## Document passage

----------

The Senior Cat & Protein - A Fine Balance

The Senior Cat & Protein - A Fine Balance

Health & Safety

Older cats are prone to suffer from chronic kidney disease (CKD) but sadly this condition is often only picked up when it is in its advanced stage. As such cats would have already lost anything up to three quarters of their kidney function. The condition is chronic which means it is a progressive disorder that over time slowly gets worse and because of this it follows that laboratory tests often fail to diagnose the problem in the early stages of the disease.

The Importance of Good Quality Protein

It cannot be stressed enough the importance of feeding good quality protein in a senior cat's diets. However, too much good protein when fed to a cat suffering with CKD, can make their condition even worse which means there's a fine and delicate balance as to how much good quality protein should be fed to an older cat suffering from chronic kidney disease. This is a real dilemma that many pet owners face as their feline friends reach their senior years.

Some pet food manufacturers produce specifically formulated foods for senior cats which boast reduced levels of protein and they do so on the assumption that many older cats are prone to suffer from CKD and therefore would be better off being fed a lower amount of protein. However, there is no basis for this assumption and if anything, a cat with the condition should be fed the same amount of protein with the one difference being that it has to be top quality so that it's more digestible.

----------

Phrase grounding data
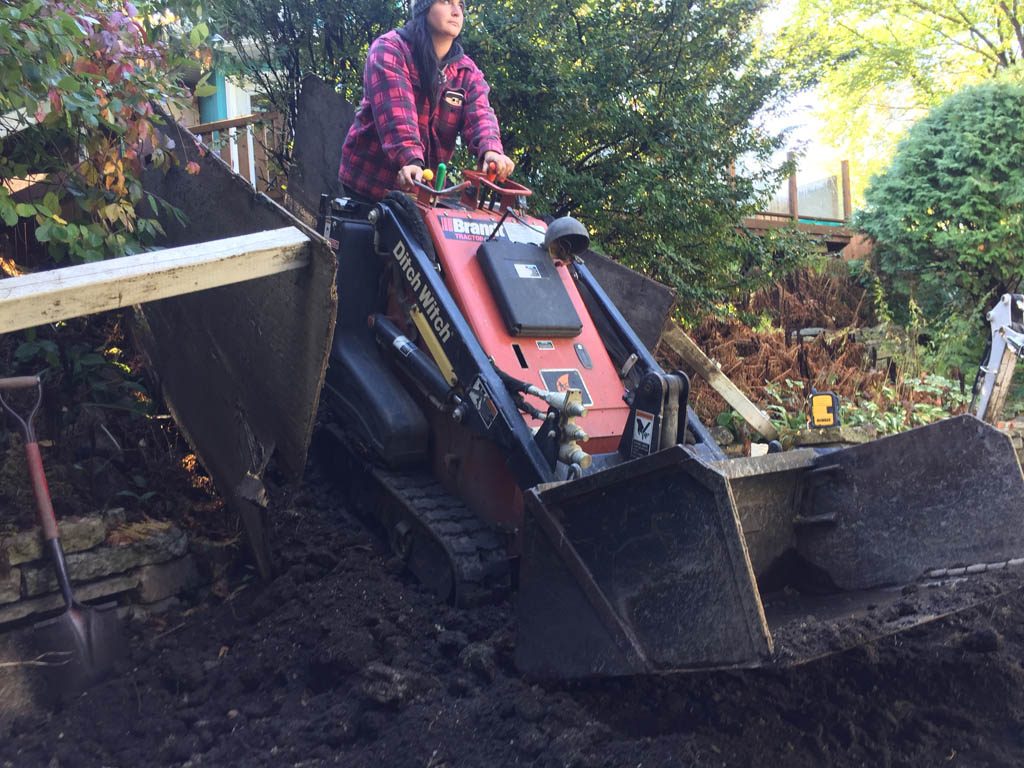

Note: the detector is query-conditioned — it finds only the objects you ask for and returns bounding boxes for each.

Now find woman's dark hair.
[406,8,462,109]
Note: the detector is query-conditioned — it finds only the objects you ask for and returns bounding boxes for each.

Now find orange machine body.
[424,208,629,454]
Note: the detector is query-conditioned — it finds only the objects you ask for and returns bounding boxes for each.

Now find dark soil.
[0,460,1024,768]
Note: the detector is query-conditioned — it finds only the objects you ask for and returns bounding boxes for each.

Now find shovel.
[0,376,123,697]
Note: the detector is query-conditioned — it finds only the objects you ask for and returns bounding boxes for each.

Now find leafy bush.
[765,374,969,441]
[855,83,1024,364]
[0,0,205,261]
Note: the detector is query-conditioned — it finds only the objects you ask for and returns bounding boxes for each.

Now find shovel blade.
[33,603,125,697]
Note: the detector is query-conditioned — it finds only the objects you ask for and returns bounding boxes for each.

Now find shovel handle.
[25,442,58,542]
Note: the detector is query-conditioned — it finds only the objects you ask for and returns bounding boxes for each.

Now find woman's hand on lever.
[480,150,515,181]
[398,165,423,190]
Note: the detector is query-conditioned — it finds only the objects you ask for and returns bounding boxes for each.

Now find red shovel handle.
[25,442,58,542]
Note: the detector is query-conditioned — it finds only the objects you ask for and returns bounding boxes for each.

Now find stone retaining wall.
[0,510,203,632]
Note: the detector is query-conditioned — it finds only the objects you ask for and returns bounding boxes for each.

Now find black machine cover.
[476,240,583,338]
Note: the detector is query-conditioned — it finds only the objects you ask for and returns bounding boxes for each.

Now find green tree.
[855,83,1024,364]
[468,0,805,310]
[0,0,206,261]
[777,0,1024,195]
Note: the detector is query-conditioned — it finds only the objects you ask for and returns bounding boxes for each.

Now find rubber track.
[372,468,510,605]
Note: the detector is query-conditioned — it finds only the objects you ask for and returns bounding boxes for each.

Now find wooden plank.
[981,344,1017,424]
[0,226,309,333]
[662,323,778,440]
[188,113,275,135]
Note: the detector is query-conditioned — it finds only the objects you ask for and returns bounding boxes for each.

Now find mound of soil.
[0,460,1024,768]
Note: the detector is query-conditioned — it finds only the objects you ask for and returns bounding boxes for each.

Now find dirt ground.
[0,456,1024,768]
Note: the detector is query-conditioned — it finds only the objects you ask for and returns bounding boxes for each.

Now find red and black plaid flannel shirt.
[338,30,504,200]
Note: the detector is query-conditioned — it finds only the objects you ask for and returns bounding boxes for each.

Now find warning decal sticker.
[632,410,654,456]
[515,264,544,280]
[469,376,498,429]
[541,368,594,408]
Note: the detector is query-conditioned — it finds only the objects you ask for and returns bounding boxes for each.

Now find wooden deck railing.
[188,113,282,191]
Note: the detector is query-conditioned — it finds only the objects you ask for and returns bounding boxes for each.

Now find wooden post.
[662,323,778,440]
[785,152,800,222]
[841,160,853,222]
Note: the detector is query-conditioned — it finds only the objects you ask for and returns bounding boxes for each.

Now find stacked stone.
[0,510,200,631]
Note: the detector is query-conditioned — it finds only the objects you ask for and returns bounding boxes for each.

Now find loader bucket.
[516,417,1024,678]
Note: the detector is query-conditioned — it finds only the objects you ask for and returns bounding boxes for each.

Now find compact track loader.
[319,171,1024,677]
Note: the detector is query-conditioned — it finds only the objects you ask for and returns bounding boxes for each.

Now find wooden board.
[662,324,778,440]
[0,226,309,333]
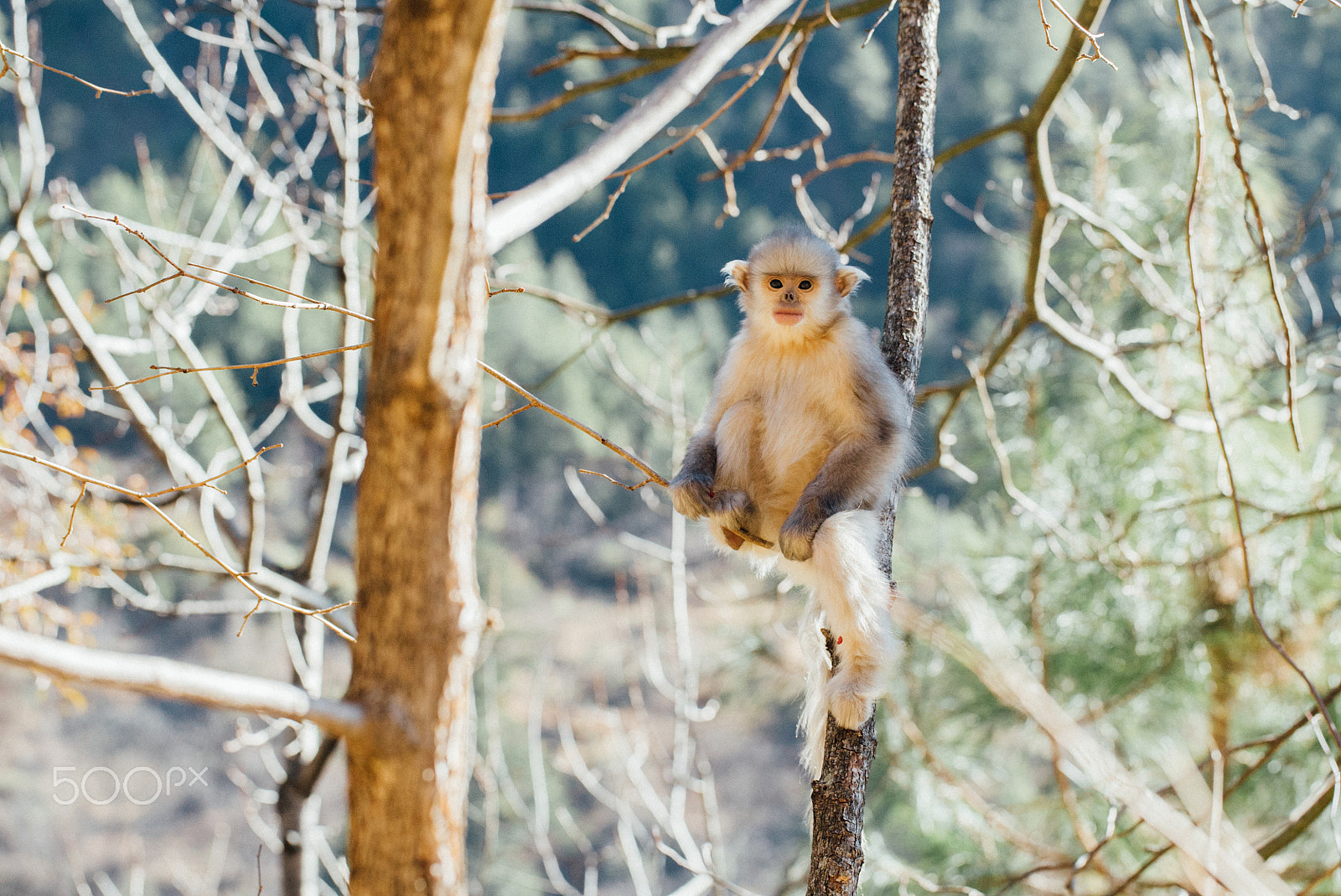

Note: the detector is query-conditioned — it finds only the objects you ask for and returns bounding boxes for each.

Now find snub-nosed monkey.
[670,228,912,775]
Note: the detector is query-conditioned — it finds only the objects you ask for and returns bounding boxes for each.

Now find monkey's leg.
[810,510,896,728]
[713,401,759,547]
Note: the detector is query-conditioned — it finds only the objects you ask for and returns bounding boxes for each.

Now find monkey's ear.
[834,264,870,298]
[722,262,749,293]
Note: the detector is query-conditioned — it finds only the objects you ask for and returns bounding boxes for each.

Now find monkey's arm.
[670,340,742,519]
[778,359,912,561]
[670,425,717,519]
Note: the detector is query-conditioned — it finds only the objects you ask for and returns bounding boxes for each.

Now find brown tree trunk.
[349,0,507,896]
[806,0,940,896]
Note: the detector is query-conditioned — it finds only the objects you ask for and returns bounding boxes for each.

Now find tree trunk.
[806,0,940,896]
[349,0,507,896]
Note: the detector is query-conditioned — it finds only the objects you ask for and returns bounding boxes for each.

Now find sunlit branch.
[0,626,364,733]
[74,210,373,324]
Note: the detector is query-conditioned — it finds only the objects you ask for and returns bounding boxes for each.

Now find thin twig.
[479,360,670,489]
[1178,0,1341,747]
[89,342,373,391]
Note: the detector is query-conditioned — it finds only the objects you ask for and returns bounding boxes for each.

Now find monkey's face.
[756,273,827,327]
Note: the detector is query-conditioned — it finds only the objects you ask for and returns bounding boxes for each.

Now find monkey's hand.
[778,505,825,561]
[670,469,713,519]
[712,489,759,532]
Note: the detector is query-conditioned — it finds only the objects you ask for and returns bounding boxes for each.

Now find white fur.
[778,510,897,778]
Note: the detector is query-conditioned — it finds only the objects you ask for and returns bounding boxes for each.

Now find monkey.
[670,226,912,777]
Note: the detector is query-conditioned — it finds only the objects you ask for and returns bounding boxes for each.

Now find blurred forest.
[0,0,1341,896]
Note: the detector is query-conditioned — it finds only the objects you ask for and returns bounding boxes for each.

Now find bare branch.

----------

## Questions on the material
- 1) According to the article on senior cats and protein, how much kidney function may a cat already have lost by the time chronic kidney disease is picked up?
- 2) Pick up the article on senior cats and protein after its last sentence and write the next part.

## Written responses
- 1) Anything up to three quarters of its kidney function.

- 2)
Other Health Conditions Need to be Taken into Account

However, older cats are also prone to developing a condition known as sarcopenia which is where they suffer a loss of skeletal muscle mass and therefore their strength is affected. This is all part of the ageing process but the problem is there are many reasons why sarcopenia raises its ugly head and one of these could be due to a protein deficiency as well as other systemic diseases or musculoskeletal and neurological disorders.

Although not enough research has been carried out, one particular study has shown that when cats reach the ages of 10 to 14, they have a much harder time digesting protein as well as other much needed and valuable nutrients namely fat and energy. Another study carried that may be relevant was one that was carried out on older people which showed that when they ate more protein they actually lost muscle mass instead of sustaining it.

Vets and qualified cat nutritionists recommend that senior cats with the condition should be fed good quality protein rather than feeding them more of it because until more research is carried out into the optimum dietary needs of an older cat this would be the best route to take and especially if they are suffering from chronic kidney disease.

Good Quality Pet Food is Essential

It's essential to feed an older cat good quality pet food but with this said, all cats and other pets need to be fed the best quality food throughout their lives as this will help keep them healthy and nasty illnesses and health disorders at bay. A cat with a stronger immune system stands a better chance of fighting off any pathogens that may attack their systems whereas one with a weakened immune system would be more susceptible to catching viruses of every kind.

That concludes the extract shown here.